Take the line that contains "Target: man's eyeglasses" as the first line and the last line of the material below as the final one; reproduce exactly the lines between, inclusive.

%%

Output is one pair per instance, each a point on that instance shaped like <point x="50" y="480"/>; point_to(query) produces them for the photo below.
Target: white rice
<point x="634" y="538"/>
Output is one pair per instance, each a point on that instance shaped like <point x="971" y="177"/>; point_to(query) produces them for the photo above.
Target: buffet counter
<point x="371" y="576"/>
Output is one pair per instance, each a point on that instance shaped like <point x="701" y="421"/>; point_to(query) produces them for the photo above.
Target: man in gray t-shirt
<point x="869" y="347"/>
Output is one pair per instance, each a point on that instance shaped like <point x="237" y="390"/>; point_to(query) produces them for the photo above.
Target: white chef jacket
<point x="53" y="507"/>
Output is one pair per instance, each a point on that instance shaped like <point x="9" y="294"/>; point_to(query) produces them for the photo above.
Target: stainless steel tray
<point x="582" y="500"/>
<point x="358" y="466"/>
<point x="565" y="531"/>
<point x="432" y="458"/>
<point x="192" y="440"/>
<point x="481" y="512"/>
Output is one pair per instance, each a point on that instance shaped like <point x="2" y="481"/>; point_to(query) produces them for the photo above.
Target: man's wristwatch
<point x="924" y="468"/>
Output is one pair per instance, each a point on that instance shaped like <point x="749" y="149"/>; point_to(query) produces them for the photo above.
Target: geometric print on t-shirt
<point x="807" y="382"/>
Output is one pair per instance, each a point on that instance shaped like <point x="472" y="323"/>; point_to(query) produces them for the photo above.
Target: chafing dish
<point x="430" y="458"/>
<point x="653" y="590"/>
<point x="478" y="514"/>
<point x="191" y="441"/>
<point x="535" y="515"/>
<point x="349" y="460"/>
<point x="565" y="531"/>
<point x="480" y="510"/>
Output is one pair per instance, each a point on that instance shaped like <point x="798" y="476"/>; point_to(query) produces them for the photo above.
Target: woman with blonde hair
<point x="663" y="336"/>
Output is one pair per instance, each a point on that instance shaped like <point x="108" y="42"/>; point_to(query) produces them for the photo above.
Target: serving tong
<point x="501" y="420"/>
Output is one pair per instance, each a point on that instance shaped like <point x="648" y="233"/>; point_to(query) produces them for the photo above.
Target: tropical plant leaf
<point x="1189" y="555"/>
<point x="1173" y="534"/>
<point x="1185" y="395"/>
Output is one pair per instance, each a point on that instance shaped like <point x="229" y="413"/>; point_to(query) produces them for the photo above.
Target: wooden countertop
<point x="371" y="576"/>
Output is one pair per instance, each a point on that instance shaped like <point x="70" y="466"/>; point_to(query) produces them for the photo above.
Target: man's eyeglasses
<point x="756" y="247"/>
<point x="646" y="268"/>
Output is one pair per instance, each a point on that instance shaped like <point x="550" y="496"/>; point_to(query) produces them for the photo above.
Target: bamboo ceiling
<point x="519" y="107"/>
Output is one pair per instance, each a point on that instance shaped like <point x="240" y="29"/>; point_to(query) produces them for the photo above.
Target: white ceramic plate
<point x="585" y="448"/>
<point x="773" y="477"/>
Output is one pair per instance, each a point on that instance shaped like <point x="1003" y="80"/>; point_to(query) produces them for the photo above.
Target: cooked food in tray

%%

Output for this task:
Target: man's eyeglasses
<point x="756" y="247"/>
<point x="646" y="268"/>
Output is one pair per instance, each a point on that instance shaped like <point x="550" y="496"/>; point_to(query) produces them for the photo above.
Target: bamboo ceiling
<point x="519" y="107"/>
Output is one pair per instance, each a point on that instance shaped like <point x="240" y="29"/>; point_to(query) produces them for the photo above.
Target: white ceramic plate
<point x="585" y="448"/>
<point x="773" y="477"/>
Output is one pair per instance, each a point on that instance shaped like <point x="1003" y="80"/>; point_to(query) produces them for the photo above.
Target: cooked food in tray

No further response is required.